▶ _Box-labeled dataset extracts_
┄┄┄┄┄┄
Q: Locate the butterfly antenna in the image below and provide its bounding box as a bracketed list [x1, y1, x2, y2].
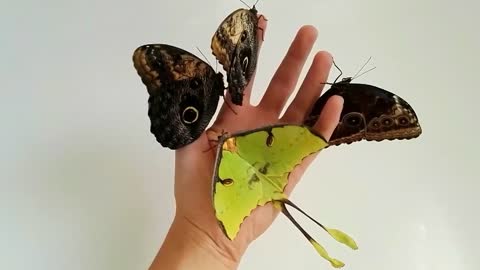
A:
[222, 95, 238, 115]
[278, 202, 345, 268]
[203, 129, 228, 153]
[240, 0, 251, 9]
[352, 56, 372, 80]
[352, 67, 377, 80]
[195, 46, 212, 66]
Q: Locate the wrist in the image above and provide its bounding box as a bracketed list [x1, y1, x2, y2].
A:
[149, 216, 239, 270]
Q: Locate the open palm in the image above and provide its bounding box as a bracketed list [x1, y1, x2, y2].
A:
[174, 19, 343, 266]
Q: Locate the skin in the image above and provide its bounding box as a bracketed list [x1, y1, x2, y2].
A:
[150, 17, 343, 270]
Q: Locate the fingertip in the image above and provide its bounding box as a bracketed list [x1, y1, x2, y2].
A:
[313, 51, 333, 70]
[314, 95, 344, 141]
[298, 25, 318, 41]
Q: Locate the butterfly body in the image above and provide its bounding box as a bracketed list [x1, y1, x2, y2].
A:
[213, 124, 357, 267]
[133, 44, 225, 149]
[211, 7, 259, 105]
[305, 77, 422, 145]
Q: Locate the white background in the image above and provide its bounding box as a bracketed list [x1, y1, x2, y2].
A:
[0, 0, 480, 270]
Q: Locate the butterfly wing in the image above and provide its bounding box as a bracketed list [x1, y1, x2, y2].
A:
[133, 44, 225, 149]
[211, 8, 258, 105]
[305, 83, 422, 145]
[213, 125, 327, 239]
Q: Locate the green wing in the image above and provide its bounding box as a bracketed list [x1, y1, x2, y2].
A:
[213, 125, 356, 267]
[213, 125, 328, 239]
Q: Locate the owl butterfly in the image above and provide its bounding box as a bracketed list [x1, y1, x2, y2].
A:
[211, 1, 263, 105]
[133, 44, 226, 149]
[305, 63, 422, 145]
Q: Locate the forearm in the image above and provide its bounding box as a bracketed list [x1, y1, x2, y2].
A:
[150, 215, 238, 270]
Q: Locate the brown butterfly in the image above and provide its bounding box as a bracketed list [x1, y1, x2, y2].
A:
[133, 44, 226, 149]
[305, 62, 422, 145]
[211, 5, 263, 105]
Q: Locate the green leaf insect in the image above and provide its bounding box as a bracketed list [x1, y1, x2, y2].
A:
[213, 124, 358, 268]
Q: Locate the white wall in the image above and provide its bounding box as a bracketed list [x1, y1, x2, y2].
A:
[0, 0, 480, 270]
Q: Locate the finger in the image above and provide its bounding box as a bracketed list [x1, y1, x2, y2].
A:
[313, 96, 343, 141]
[222, 14, 267, 111]
[259, 25, 317, 115]
[282, 51, 332, 123]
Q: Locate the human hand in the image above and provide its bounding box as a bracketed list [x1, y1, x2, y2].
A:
[151, 17, 343, 269]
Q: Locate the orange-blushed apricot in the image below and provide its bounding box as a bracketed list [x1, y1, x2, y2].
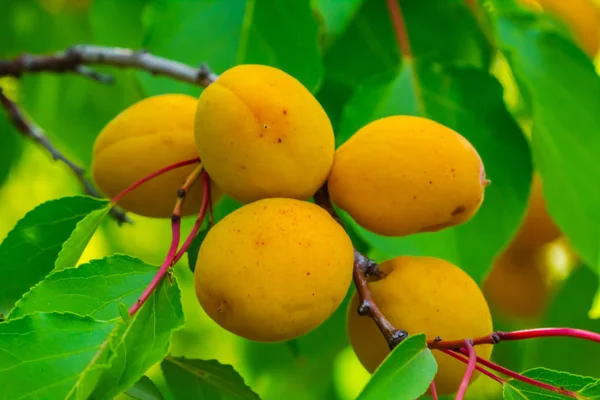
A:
[194, 198, 354, 342]
[328, 115, 488, 236]
[195, 65, 335, 203]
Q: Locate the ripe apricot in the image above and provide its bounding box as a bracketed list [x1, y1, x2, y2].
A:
[521, 0, 600, 57]
[195, 198, 354, 342]
[328, 115, 487, 236]
[509, 173, 561, 252]
[348, 256, 493, 394]
[195, 65, 335, 203]
[92, 94, 218, 218]
[483, 249, 551, 319]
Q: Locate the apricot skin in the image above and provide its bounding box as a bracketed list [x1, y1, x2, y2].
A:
[92, 94, 218, 218]
[195, 65, 335, 203]
[195, 198, 354, 342]
[328, 116, 487, 236]
[348, 256, 493, 394]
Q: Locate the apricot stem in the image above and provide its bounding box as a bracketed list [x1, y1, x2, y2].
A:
[129, 159, 210, 315]
[456, 339, 477, 400]
[173, 171, 212, 264]
[427, 328, 600, 350]
[110, 158, 200, 205]
[440, 349, 506, 385]
[387, 0, 412, 59]
[458, 348, 577, 399]
[429, 381, 438, 400]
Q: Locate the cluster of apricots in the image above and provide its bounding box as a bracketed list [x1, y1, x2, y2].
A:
[92, 65, 493, 393]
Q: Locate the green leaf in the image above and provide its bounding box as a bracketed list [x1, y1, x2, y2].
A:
[358, 334, 437, 400]
[0, 313, 115, 399]
[161, 357, 259, 400]
[490, 3, 600, 268]
[526, 266, 600, 377]
[140, 0, 323, 96]
[125, 375, 163, 400]
[314, 0, 365, 44]
[9, 255, 158, 320]
[504, 368, 600, 400]
[0, 196, 107, 313]
[92, 277, 184, 400]
[338, 62, 531, 280]
[54, 205, 110, 270]
[187, 226, 210, 272]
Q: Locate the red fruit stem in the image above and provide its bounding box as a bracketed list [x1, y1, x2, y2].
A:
[173, 171, 212, 264]
[429, 381, 438, 400]
[387, 0, 412, 58]
[427, 328, 600, 350]
[456, 339, 477, 400]
[129, 218, 181, 315]
[129, 159, 210, 315]
[440, 349, 506, 385]
[458, 349, 577, 399]
[111, 158, 200, 204]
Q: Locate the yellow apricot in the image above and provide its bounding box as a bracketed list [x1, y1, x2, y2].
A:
[347, 256, 493, 394]
[521, 0, 600, 57]
[195, 198, 354, 342]
[328, 115, 487, 236]
[483, 249, 551, 319]
[509, 173, 561, 252]
[92, 94, 219, 218]
[195, 65, 335, 203]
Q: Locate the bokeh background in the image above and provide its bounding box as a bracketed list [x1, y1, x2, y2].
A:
[0, 0, 600, 400]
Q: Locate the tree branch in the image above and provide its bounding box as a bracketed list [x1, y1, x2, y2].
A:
[0, 87, 131, 224]
[0, 45, 217, 87]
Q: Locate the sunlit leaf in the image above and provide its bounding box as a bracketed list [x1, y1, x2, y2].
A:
[54, 204, 110, 270]
[161, 357, 259, 400]
[491, 3, 600, 268]
[0, 313, 115, 400]
[9, 255, 158, 320]
[92, 277, 184, 400]
[504, 368, 600, 400]
[358, 334, 437, 400]
[0, 196, 107, 313]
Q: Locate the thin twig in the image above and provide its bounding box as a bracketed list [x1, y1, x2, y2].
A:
[0, 87, 132, 224]
[129, 165, 210, 315]
[0, 45, 217, 87]
[456, 339, 477, 400]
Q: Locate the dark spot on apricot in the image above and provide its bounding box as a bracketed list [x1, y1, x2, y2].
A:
[452, 206, 467, 217]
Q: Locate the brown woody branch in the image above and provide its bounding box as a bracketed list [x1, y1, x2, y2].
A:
[0, 45, 217, 87]
[314, 184, 408, 349]
[0, 87, 131, 224]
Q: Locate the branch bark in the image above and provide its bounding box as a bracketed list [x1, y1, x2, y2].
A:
[0, 45, 217, 87]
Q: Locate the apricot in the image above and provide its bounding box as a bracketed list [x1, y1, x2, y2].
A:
[328, 115, 487, 236]
[195, 198, 354, 342]
[92, 94, 219, 218]
[195, 65, 335, 203]
[509, 173, 561, 252]
[483, 249, 551, 319]
[521, 0, 600, 57]
[347, 256, 493, 394]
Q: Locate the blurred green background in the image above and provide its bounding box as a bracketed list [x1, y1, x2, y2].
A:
[0, 0, 600, 400]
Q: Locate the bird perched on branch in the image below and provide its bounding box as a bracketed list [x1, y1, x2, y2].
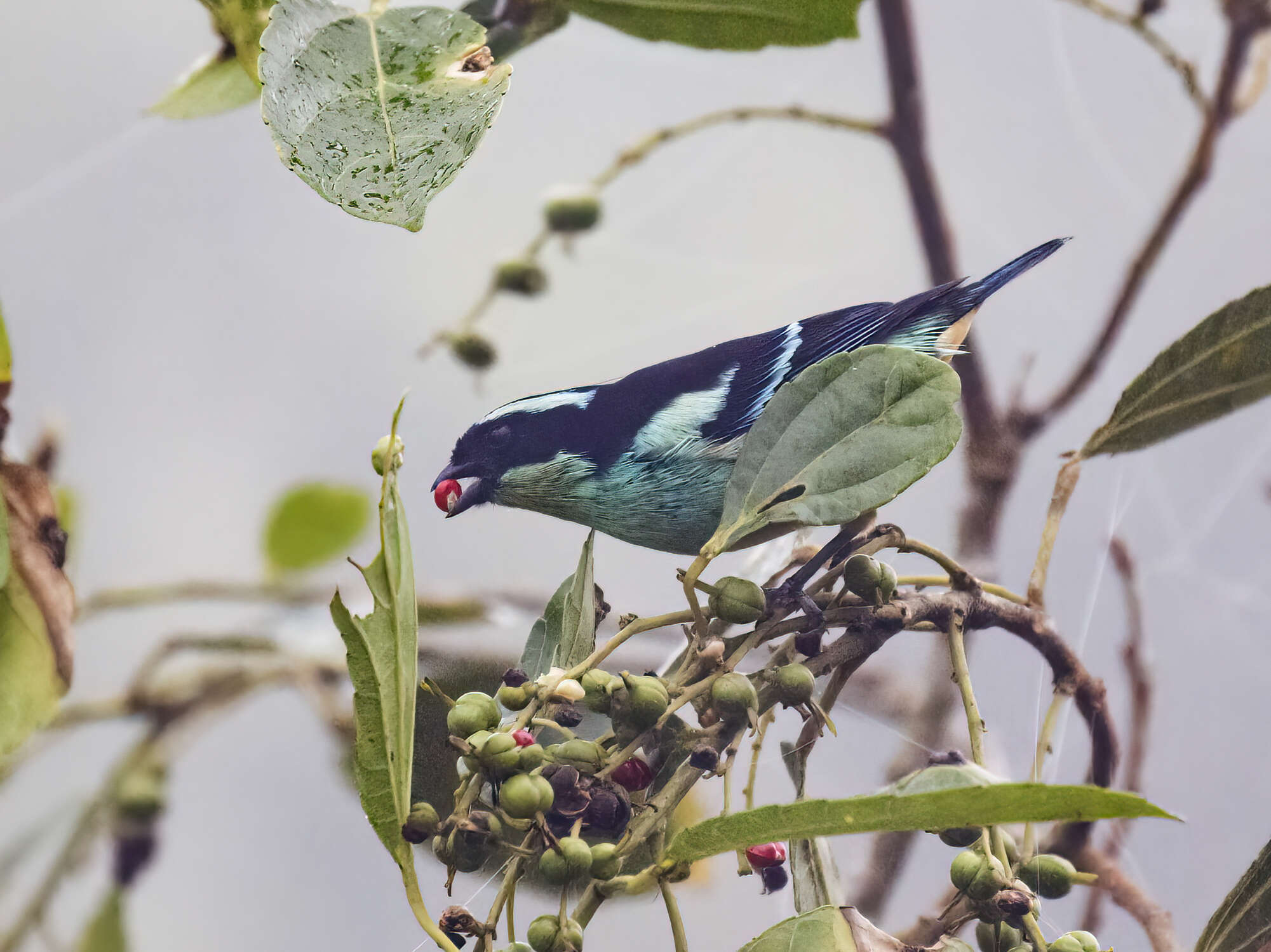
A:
[432, 239, 1066, 554]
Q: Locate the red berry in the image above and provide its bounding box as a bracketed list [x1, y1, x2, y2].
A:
[432, 479, 464, 514]
[610, 758, 654, 793]
[746, 843, 786, 869]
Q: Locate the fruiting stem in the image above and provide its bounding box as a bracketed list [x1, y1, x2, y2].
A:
[1021, 690, 1068, 862]
[1028, 456, 1082, 608]
[396, 844, 459, 952]
[659, 880, 689, 952]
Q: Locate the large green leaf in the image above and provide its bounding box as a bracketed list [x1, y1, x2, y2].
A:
[330, 404, 418, 866]
[75, 886, 128, 952]
[260, 0, 512, 231]
[666, 783, 1177, 862]
[568, 0, 861, 50]
[1082, 286, 1271, 456]
[741, 906, 857, 952]
[264, 483, 371, 571]
[1196, 843, 1271, 952]
[703, 344, 962, 556]
[150, 47, 260, 119]
[521, 530, 596, 680]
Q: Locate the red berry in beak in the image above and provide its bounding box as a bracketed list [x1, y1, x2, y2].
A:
[746, 843, 786, 869]
[432, 479, 464, 515]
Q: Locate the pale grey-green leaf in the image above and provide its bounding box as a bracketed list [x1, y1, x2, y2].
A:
[259, 0, 511, 231]
[568, 0, 861, 50]
[150, 48, 260, 119]
[1196, 843, 1271, 952]
[703, 344, 962, 556]
[1082, 286, 1271, 456]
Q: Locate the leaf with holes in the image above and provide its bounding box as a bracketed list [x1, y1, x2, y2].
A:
[702, 344, 962, 557]
[1196, 843, 1271, 952]
[259, 0, 512, 231]
[666, 783, 1177, 863]
[521, 530, 596, 680]
[1082, 286, 1271, 456]
[568, 0, 861, 50]
[330, 404, 418, 866]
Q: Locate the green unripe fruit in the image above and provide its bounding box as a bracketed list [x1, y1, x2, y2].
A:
[517, 744, 548, 773]
[709, 576, 768, 626]
[1019, 853, 1077, 899]
[591, 843, 622, 880]
[371, 436, 405, 475]
[446, 704, 498, 737]
[498, 774, 551, 820]
[975, 923, 1023, 952]
[494, 258, 548, 295]
[401, 802, 441, 843]
[494, 683, 534, 711]
[843, 556, 896, 605]
[542, 187, 600, 234]
[450, 333, 498, 370]
[772, 665, 816, 708]
[711, 671, 759, 723]
[539, 836, 591, 886]
[548, 739, 605, 774]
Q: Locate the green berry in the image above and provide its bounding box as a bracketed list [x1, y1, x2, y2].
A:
[591, 843, 622, 880]
[1019, 853, 1077, 899]
[772, 664, 816, 708]
[494, 258, 548, 295]
[498, 774, 550, 820]
[450, 333, 498, 370]
[711, 671, 759, 723]
[542, 187, 600, 234]
[709, 576, 768, 626]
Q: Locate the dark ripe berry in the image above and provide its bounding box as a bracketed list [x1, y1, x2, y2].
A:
[689, 744, 720, 770]
[759, 866, 791, 896]
[746, 843, 786, 869]
[432, 479, 464, 515]
[551, 704, 582, 727]
[609, 758, 654, 793]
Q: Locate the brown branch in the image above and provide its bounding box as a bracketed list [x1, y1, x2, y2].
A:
[1012, 9, 1267, 438]
[1082, 538, 1153, 932]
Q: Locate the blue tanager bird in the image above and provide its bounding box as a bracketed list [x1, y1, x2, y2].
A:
[432, 239, 1066, 556]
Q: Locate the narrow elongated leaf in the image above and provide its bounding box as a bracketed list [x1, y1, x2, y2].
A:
[568, 0, 859, 50]
[741, 906, 857, 952]
[666, 783, 1177, 862]
[1082, 286, 1271, 456]
[150, 47, 260, 119]
[521, 530, 596, 680]
[1196, 843, 1271, 952]
[264, 483, 371, 571]
[75, 886, 128, 952]
[259, 0, 511, 231]
[330, 404, 418, 864]
[703, 344, 962, 556]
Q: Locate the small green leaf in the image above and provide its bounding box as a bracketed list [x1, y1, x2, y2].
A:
[150, 47, 260, 119]
[264, 483, 371, 571]
[741, 906, 857, 952]
[260, 0, 512, 231]
[1082, 286, 1271, 456]
[75, 886, 128, 952]
[1196, 843, 1271, 952]
[330, 404, 418, 866]
[703, 344, 962, 556]
[666, 783, 1177, 862]
[521, 530, 596, 680]
[568, 0, 861, 50]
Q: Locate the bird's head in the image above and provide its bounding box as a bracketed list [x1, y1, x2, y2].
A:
[432, 387, 595, 519]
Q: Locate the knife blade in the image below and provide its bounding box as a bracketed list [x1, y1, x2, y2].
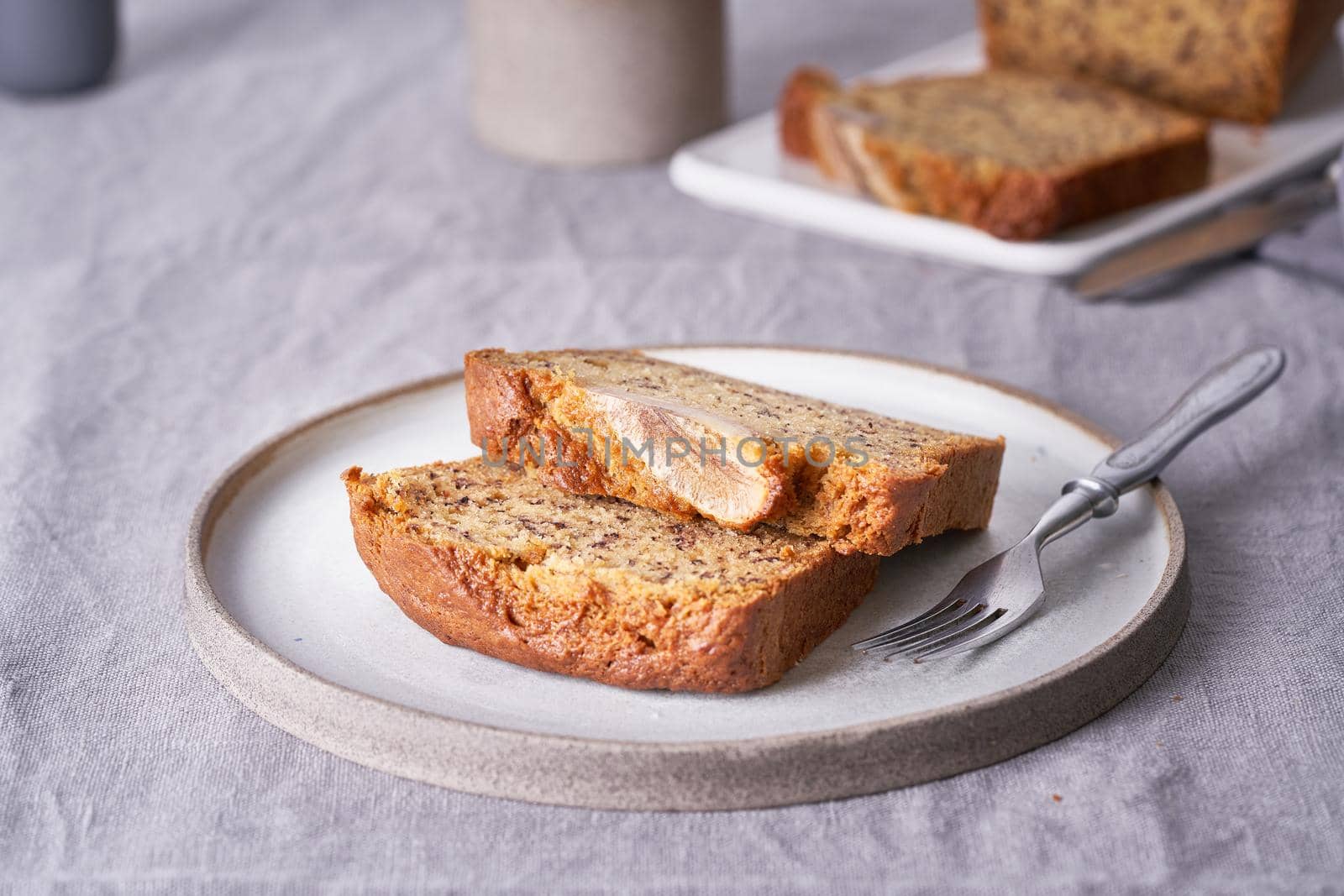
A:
[1073, 170, 1339, 298]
┄┄┄┄┄┄
▶ _Exercise prompt_
Copy the records from their first line through the line containing "[195, 46, 212, 66]", inclusive, swapping "butterfly antenna" for "moth antenna" and changing nothing else. Omit the pictures.

▶ _Full response_
Q: Locate the moth antenna in the image below and provide its bounding box as a bracketed list [x1, y1, x2, y2].
A:
[222, 95, 238, 115]
[278, 202, 345, 268]
[203, 129, 228, 153]
[240, 0, 251, 9]
[352, 56, 372, 80]
[352, 67, 377, 80]
[195, 46, 212, 66]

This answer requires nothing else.